__Problem statement__:
Answer these questions about the column below:
1. How long had the column been silent before being revisited?
2. What is the writer's regular beat?
3. According to the column, what did somebody do to the pit bull puppy?

__Reading text__:
Honk if you’ve heard all this a hundred times already. But I am duty bound to repeat here what can’t be repeated enough: This plague is a reckoning. It has laid bare the lethal folly of our indifferences towards the very creatures that sustain us.

And here’s both the tragedy and promise of that predicament: These are indifferences we could cure in a heartbeat. What if, instead of rushing for a return to the same cruel norm that landed us in this mess, we heeded this excruciating lesson to chart a kinder path for humanity? Exploring the bright potential of that path is one of the reasons this column is being revisited after four years of cynical silence.

The other reason is that my dog has been demanding it. He is why I’ve been tottering these last few years from my regular beat in the wildlife sciences into the murky realms of anthropology, psychology, criminology, and animal welfare. He is why I’ve been seeking answers as to why somebody would burn a loving pit bull puppy and throw him out to die on a country road—and  just as importantly, as to why an army of compassionate allies would step forth to help us save him.

__Given data__:
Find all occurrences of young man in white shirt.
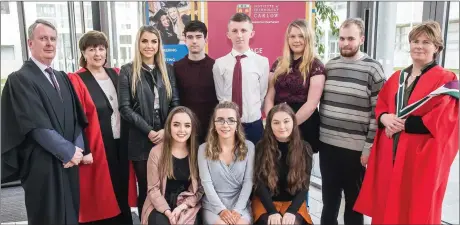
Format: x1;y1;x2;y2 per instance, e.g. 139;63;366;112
213;13;270;144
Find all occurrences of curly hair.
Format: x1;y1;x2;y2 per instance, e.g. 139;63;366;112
205;101;248;161
254;103;313;195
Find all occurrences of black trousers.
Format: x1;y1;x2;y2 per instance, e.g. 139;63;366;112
132;160;147;221
148;210;203;225
319;143;365;225
242;119;264;145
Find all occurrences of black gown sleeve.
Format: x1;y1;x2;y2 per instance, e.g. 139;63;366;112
1;72;53;183
81;131;91;155
286;190;308;214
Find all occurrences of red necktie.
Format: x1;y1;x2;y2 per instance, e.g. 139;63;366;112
232;55;246;117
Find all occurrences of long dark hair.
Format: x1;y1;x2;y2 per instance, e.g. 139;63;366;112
254;103;313;195
158;106;198;182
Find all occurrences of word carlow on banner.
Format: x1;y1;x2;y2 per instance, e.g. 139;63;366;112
207;1;307;63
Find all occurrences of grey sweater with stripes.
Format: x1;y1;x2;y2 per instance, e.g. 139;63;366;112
319;54;385;155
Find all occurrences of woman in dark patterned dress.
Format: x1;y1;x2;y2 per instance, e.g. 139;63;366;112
264;20;326;152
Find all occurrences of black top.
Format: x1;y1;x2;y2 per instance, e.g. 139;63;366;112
256;142;308;215
165;156;190;209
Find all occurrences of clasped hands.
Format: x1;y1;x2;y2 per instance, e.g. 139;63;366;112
380;114;406;138
164;204;188;224
268;212;295;225
63;147;93;168
219;209;241;225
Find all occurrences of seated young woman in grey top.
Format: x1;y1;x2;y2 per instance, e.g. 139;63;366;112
198;102;254;225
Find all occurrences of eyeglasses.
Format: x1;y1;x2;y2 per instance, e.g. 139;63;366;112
214;119;236;125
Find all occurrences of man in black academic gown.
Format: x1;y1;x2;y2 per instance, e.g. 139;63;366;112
1;20;87;225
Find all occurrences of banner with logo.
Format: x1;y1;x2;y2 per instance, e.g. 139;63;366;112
205;1;314;64
146;1;200;63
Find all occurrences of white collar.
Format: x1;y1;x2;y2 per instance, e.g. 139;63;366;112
230;48;253;57
30;56;51;72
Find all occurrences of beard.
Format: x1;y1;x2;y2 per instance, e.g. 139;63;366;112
340;46;359;57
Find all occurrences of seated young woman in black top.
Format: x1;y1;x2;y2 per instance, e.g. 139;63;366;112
252;103;313;225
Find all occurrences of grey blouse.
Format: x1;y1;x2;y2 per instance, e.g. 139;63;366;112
198;141;255;216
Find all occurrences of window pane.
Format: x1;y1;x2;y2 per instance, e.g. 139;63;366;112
107;2;143;67
1;45;15;60
24;2;75;72
0;2;10;14
317;2;347;63
441;1;460;224
392;2;423;70
83;2;93;31
0;1;25;87
444;2;460;76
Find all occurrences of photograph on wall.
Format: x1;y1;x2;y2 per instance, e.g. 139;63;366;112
146;1;199;63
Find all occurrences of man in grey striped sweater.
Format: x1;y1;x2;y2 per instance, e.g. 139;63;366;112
319;18;385;225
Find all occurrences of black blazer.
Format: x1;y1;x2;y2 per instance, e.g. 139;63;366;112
118;63;179;161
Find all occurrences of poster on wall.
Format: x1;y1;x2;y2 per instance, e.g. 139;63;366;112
145;1;198;63
206;1;311;64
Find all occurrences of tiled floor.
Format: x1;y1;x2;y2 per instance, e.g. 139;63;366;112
0;154;459;224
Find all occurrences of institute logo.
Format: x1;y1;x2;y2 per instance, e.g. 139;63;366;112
236;4;251;17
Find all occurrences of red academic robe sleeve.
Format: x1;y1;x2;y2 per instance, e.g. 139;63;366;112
354;66;459;224
69;71;120;223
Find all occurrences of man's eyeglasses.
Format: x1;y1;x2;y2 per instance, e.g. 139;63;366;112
214;119;236;125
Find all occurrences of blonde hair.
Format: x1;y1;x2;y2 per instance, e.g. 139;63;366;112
205;101;248;161
131;25;172;99
409;20;444;59
167;7;185;39
273;19;315;84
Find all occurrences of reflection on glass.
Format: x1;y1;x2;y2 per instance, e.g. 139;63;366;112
108;2;143;67
0;1;22;81
444;2;460;76
392;2;423;70
441;1;460;224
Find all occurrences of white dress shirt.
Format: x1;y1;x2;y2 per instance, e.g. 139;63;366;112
212;49;270;123
30;56;54;86
30;56;59;90
96;78;121;139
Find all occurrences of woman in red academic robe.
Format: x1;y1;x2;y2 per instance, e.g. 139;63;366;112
69;31;137;224
354;21;459;224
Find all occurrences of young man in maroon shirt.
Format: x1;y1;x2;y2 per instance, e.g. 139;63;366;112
174;20;218;144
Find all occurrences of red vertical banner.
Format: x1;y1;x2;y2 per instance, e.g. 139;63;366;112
206;1;306;64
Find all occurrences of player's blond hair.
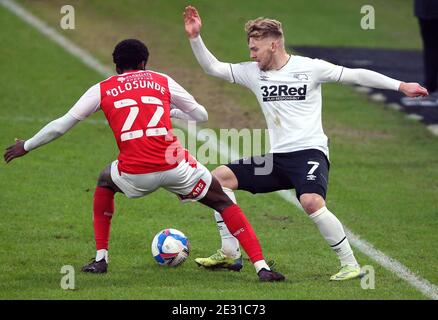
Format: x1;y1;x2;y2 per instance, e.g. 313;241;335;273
245;17;283;41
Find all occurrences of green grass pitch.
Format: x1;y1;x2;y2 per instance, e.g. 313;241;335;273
0;0;438;300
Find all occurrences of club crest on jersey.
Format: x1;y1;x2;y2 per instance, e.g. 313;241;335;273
260;84;307;101
293;73;309;81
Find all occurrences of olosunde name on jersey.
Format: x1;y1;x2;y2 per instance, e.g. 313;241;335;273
260;84;307;101
106;80;166;97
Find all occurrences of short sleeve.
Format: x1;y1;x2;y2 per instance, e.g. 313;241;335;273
230;62;258;88
68;83;100;120
312;59;344;83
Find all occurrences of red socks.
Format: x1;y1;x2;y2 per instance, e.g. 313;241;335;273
93;187;114;250
221;204;264;263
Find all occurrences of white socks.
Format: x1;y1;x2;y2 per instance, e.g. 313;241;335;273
214;188;241;259
96;249;108;263
309;206;358;266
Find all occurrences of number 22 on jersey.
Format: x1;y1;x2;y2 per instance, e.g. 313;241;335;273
114;96;167;141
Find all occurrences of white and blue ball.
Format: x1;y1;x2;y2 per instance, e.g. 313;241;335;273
152;228;190;267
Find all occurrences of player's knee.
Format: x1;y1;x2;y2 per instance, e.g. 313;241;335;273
97;167;112;188
211;166;237;190
300;193;325;214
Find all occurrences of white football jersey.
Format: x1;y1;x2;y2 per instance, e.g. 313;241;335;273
230;55;343;156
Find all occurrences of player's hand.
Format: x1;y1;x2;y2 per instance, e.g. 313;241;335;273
183;6;202;38
3;139;27;163
399;82;429;97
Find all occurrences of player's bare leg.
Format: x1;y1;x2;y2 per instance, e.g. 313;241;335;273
200;176;285;281
82;165;122;273
300;193;360;281
195;166;243;271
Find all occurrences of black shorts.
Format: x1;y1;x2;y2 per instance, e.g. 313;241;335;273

__Answer below__:
1. Four years.
2. The wildlife sciences.
3. Burned him and threw him out to die on a country road.